### LISTED RECORDS
* * * * *
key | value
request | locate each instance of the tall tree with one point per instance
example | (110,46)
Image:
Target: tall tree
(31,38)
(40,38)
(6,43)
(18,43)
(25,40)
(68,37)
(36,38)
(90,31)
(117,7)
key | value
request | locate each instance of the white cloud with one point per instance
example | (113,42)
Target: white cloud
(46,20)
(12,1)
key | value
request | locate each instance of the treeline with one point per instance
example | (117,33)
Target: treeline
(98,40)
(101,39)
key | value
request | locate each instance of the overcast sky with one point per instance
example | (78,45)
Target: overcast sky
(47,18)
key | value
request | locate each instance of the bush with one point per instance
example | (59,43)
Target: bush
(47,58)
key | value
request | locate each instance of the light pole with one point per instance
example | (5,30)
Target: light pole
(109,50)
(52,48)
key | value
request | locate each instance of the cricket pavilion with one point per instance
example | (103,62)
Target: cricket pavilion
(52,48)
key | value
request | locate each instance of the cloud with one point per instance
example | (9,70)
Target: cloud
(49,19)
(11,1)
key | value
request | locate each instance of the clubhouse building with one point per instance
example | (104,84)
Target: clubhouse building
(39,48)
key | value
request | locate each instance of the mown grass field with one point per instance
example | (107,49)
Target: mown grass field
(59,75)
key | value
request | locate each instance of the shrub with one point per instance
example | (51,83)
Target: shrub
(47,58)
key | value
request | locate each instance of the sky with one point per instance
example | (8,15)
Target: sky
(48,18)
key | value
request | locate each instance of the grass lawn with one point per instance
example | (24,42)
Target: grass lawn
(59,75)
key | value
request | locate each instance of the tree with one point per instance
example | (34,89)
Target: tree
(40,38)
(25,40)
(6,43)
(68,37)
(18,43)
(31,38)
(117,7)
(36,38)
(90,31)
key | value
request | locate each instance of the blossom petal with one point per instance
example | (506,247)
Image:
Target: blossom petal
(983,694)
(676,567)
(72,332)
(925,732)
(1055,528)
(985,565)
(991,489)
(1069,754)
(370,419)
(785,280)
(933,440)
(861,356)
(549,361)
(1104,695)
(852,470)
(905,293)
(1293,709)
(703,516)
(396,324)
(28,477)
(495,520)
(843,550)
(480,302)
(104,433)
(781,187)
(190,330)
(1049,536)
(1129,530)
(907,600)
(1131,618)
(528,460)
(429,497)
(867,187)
* * * * *
Give again only the lines of the material above that run from the one with "example | (51,83)" through the end, both included, exactly as they appear.

example | (51,83)
Target: shrub
(47,58)
key | value
request | locate each instance of the sky with one point per instance
example | (8,15)
Target: sky
(48,18)
key | value
request | locate each instance of the grass lawn with one point per instance
example | (24,42)
Target: grass lawn
(59,75)
key | value
request | locate each instance of the tree with one point per instance
example | (34,89)
Target: tree
(40,38)
(25,40)
(6,43)
(68,37)
(18,43)
(31,38)
(117,7)
(36,38)
(90,31)
key | value
request | locate each instance of the blossom petal with one point per instance
example | (506,247)
Image:
Target: blossom petal
(983,694)
(676,567)
(72,332)
(925,732)
(1055,528)
(985,565)
(991,489)
(1069,754)
(370,419)
(785,280)
(933,440)
(861,356)
(549,361)
(1104,695)
(852,470)
(905,293)
(1293,709)
(703,516)
(396,324)
(28,477)
(495,520)
(843,550)
(480,302)
(104,433)
(781,187)
(190,330)
(1049,536)
(1129,530)
(907,600)
(1131,618)
(528,460)
(429,497)
(867,187)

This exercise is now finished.